*** Passage to read Section Begins ***

KEYTRUDATM is the First Anti-PD-1 Immuno-Oncology Therapy Available in Canada
Merck Canada Inc. announced today that KEYTRUDATM (pembrolizumab) was authorized for sale with conditions by Health Canada on May 19, 2015. KEYTRUDA is a humanized monoclonal antibody that works by increasing the ability of the body's immune system to fight advanced melanoma, the most serious form of skin cancer. It is the first of a new class of therapies called anti-PD-1s approved in Canada. Among the different types of skin cancer, melanoma has the greatest metastatic potential.
KEYTRUDA is indicated for the treatment of patients with unresectable or metastatic melanoma and disease progression following ipilimumab therapy and, if BRAF V600 mutation positive, following a BRAF or MEK inhibitor. The product has been approved in Canada under the Notice of Compliance with Conditions (NOC/c) policy on the basis of promising evidence of clinical effectiveness and pending the results of trials to verify its anticipated benefit.

*** Passage to read Section Ends ***

**Questions on the material**
(1) Answer these questions from the KEYTRUDA announcement:
(a) On what date did Health Canada authorize KEYTRUDA for sale with conditions?
(b) Which type of skin cancer has the greatest metastatic potential?
(c) Under what policy was the product approved in Canada?
(2) Quote the KEYTRUDA announcement between "KEYTRUDA is indicated" and "its anticipated benefit.", inclusive.
(3) Translate this sentence from the KEYTRUDA announcement into Spanish: "Among the different types of skin cancer, melanoma has the greatest metastatic potential."

*** Supplied material Section Begins ***

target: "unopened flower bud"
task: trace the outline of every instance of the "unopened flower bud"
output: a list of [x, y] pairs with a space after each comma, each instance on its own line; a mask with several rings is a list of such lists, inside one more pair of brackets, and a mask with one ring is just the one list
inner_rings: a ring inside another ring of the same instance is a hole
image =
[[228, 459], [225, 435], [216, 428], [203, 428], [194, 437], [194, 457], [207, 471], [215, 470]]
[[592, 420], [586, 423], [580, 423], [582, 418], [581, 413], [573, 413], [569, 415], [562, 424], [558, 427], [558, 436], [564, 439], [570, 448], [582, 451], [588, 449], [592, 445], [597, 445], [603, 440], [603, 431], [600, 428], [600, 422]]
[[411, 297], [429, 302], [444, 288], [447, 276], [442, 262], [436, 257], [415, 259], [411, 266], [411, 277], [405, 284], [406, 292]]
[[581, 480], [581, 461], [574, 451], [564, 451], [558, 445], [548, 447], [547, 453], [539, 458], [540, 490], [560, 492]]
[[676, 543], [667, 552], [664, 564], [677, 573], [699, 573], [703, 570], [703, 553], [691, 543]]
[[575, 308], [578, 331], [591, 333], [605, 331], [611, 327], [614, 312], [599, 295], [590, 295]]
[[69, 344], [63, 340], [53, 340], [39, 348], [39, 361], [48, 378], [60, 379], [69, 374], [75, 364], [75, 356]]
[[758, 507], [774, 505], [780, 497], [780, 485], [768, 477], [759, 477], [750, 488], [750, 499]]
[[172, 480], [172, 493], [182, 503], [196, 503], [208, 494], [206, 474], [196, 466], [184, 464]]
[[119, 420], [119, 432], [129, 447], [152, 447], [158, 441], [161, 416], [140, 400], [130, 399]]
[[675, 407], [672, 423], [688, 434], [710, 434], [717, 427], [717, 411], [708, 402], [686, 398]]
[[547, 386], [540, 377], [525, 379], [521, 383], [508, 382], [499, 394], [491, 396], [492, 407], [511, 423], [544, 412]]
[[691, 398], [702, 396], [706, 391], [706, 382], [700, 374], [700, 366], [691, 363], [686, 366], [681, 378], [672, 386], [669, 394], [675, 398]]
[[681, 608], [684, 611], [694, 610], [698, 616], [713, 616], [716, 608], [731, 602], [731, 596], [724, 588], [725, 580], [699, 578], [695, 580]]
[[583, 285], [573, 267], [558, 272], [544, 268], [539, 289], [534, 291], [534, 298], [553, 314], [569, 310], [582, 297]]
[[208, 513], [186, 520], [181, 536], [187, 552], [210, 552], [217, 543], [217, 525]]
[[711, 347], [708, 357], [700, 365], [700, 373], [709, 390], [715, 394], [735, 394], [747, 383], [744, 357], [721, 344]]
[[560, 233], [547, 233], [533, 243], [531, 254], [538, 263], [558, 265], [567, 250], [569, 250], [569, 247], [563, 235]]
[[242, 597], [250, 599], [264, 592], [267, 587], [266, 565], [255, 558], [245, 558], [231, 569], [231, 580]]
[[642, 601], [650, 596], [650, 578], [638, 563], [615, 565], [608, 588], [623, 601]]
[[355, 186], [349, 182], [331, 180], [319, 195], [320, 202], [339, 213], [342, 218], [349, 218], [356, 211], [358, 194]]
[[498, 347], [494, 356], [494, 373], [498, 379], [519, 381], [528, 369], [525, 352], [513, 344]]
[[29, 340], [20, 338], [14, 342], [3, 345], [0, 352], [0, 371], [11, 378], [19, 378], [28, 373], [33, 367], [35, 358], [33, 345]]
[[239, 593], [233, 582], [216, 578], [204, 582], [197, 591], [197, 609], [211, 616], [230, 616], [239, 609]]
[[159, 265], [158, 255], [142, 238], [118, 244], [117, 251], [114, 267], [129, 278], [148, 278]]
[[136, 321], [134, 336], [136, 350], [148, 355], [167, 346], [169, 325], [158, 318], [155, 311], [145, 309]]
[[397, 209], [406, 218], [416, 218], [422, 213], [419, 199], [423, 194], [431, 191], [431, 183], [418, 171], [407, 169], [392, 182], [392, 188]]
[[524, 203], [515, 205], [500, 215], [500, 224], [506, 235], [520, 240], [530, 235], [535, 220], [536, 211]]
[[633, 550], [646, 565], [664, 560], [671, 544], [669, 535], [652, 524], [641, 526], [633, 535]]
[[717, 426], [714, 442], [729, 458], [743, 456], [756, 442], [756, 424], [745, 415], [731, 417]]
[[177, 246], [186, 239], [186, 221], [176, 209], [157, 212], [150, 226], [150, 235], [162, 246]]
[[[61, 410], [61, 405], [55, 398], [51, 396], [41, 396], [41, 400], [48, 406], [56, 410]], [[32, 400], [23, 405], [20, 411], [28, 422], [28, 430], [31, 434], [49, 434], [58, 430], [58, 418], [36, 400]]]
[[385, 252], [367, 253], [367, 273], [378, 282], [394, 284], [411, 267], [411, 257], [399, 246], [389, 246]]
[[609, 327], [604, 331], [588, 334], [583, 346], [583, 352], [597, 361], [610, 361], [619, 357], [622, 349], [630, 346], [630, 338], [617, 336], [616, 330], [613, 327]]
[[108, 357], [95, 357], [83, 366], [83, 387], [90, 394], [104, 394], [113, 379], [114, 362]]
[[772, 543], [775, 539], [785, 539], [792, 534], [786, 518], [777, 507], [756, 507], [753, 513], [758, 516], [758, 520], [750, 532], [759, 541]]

*** Supplied material Section Ends ***

**Answers to each task**
(1)
(a) May 19, 2015
(b) Melanoma
(c) The Notice of Compliance with Conditions (NOC/c) policy

(2)
KEYTRUDA is indicated for the treatment of patients with unresectable or metastatic melanoma and disease progression following ipilimumab therapy and, if BRAF V600 mutation positive, following a BRAF or MEK inhibitor. The product has been approved in Canada under the Notice of Compliance with Conditions (NOC/c) policy on the basis of promising evidence of clinical effectiveness and pending the results of trials to verify its anticipated benefit.

(3) Entre los distintos tipos de cáncer de piel, el melanoma es el que tiene el mayor potencial metastásico.